» Text
● ● ● ● ● ● ●

Pydantic: Settings: Custom parsing of environment variables (non-JSON)

Created on 30 Apr 2020 · 8Comments · Source: samuelcolvin/pydantic

Settings: Custom parsing of environment variables (non-JSON)

Often we want complex environment variables that are not represented as JSON. One example is a list of items. It's not uncommon to comma-delimit lists like this in bash:

import os
from typing import List

from pydantic import BaseSettings

os.environ['options'] = "a,b,c"

class Settings(BaseSettings):
    options: List

s = Settings()

This results in a JSONDecodeError. Writing a list of items as valid json is error prone and not human friendly to read in the context of environment variables.

Workaround

One workaround is to store the variable as valid json, which is tricky to type correctly in lots of systems where you have to enter environment variables:

OPTIONS='["a","b","c"]'

Another (simplified) workaround is to set json_loads. but its not very elegant since json_loads doesn't know what field its is parsing, which could be error prone:

import json
import os
from typing import List

from pydantic import BaseSettings, BaseModel, root_validator

os.environ['options'] = "a,b,c"

def list_parse_fallback(v):
    try:
        return json.loads(v)
    except Exception as e:
        return v.split(",")

class Settings(BaseSettings):
    options: List

    class Config:
        json_loads = list_parse_fallback

s = Settings()

I can see a couple options for implementing the fix:

1. Store the parsing method in the field info extra:

parse_func = lambda x: x.split(",")

class Settings(BaseSettings):
    options: List = Field(..., env_parse=parse_func)

If we take this approach, I think that we can update this branch:
https://github.com/samuelcolvin/pydantic/blob/master/pydantic/env_settings.py#L60-L62

Adding something like the following:

if field.is_complex():
    if field.extra.get("env_parse", None) is not None:
        try:
            env_val = field.extra["env_parse"](env_val)  # type: ignore
        except ValueError as e:
            raise SettingsError(f'error with custom parsing function for "{env_name}"') from e
    else:
        try:
            env_val = self.__config__.json_loads(env_val)  # type: ignore
        except ValueError as e:
            raise SettingsError(f'error parsing JSON for "{env_name}"') from e
d[field.alias] = env_val

2. Add a new config option just for Settings for overriding how env vars are parsed

Another implementation option is to add a new property like Settings.Config.parse_env_var which takes the field and the value so that it can be overridden to handle dispatching to different parsing methods for different names/properties of field (currently, just overriding json_loads means you are passed a value without knowing where it will be stored so you have to test for and handle all of the possible settings values.

● ● ● ● ● ● ●

» Exercise inputs
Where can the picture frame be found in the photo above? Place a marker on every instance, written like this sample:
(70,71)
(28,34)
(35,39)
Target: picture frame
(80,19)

● ● ● ● ● ● ●

» Objectives
[A] Please report every line of the records that contains the word "frame".
[B] Extend the thread on parsing environment variables in Pydantic settings, picking up from where it stops.

» Final answers
[A]
Where can the picture frame be found in the photo above? Place a marker on every instance, written like this sample:
Target: picture frame

[B]
class BaseSettings:
    ...
    class Config:
         ...
        @classmethod
        def parse_env_var(cls, field, raw_val):
            return cls.json_loads(raw_val)

Then the following line is the only change that is needed:
https://github.com/samuelcolvin/pydantic/blob/master/pydantic/env_settings.py#L62

Changes to self.__config__.parse_env_var(field, env_val)

3. Call field validators on the raw string instead of trying to load from json first

Change the same line to:

env_val, ee = field.validate(env_val)

# collect ee and raise errors

Pros:

Adding validators for fields is well documented / understood

Cons:

Breaks existing JSON functionality if those fields already have validators
Mixes up the abstractions in that the functions would now do parsing and validation

4. Custom (de)serialization

Let fields implement custom serialization/deserialization methods. Currently there is json_encoders but not an equivalent json_decoders for use per-field.

There's some discussion of this here: https://github.com/samuelcolvin/pydantic/issues/951

5. Something else

Other ideas? Happy to implement a different suggestion.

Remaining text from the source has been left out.